> [Trecho fornecido]:
************

A responsabilidade do clube por lesão do atleta profissional de futebol  

17/10/2018

 

Conforme cotidianamente se verifica, o atleta profissional de futebol encontra-se extremamente exposto à ocorrência de acidente de trabalho, que, no particular desta atividade, caracteriza-se, prioritariamente, pelas lesões físicas sofridas no exercício da profissão.

Embora esta espécie de acidente de trabalho não traga grandes consequências ao cotidiano do trabalhador – diferente daquele trabalhador que, no exercício de sua profissão, perde um membro do corpo, ou sofre um dano de natureza estética – sua ocorrência, a depender das sequelas, pode impossibilitar a continuidade do exercício da profissão.

A grande verdade é que para o jogador profissional resta impossível a “transferência para outro setor”, ou o “exercício de outra atividade”. Havendo um problema físico incurável, não resta ao atleta outra alternativa que não a aposentadoria dos gramados. A quem acompanha o futebol, inúmeros são os exemplos daqueles obrigados a encerrar precocemente sua carreira em razão de lesões sofridas.

************

> [Dados extraídos]:
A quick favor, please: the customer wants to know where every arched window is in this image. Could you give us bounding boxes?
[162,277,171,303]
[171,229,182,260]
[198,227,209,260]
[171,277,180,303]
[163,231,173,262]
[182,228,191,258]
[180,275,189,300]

************

> [Item da tarefa 1]:
Quais são todas as palavras terminadas em "-mente" no texto sobre lesões de atletas de futebol? Liste-as na ordem em que aparecem.
> [Item da tarefa 2]:
Reproduza, do texto sobre lesões de atletas de futebol, o trecho que vai de "Embora esta espécie" até "de lesões sofridas.", inclusive.
Os registros vêm de uma fonte diferente da do texto.

> [Resultado do exercício 1]:
cotidianamente
extremamente
prioritariamente
precocemente

> [Resultado do exercício 2]:
Embora esta espécie de acidente de trabalho não traga grandes consequências ao cotidiano do trabalhador – diferente daquele trabalhador que, no exercício de sua profissão, perde um membro do corpo, ou sofre um dano de natureza estética – sua ocorrência, a depender das sequelas, pode impossibilitar a continuidade do exercício da profissão.

A grande verdade é que para o jogador profissional resta impossível a “transferência para outro setor”, ou o “exercício de outra atividade”. Havendo um problema físico incurável, não resta ao atleta outra alternativa que não a aposentadoria dos gramados. A quem acompanha o futebol, inúmeros são os exemplos daqueles obrigados a encerrar precocemente sua carreira em razão de lesões sofridas.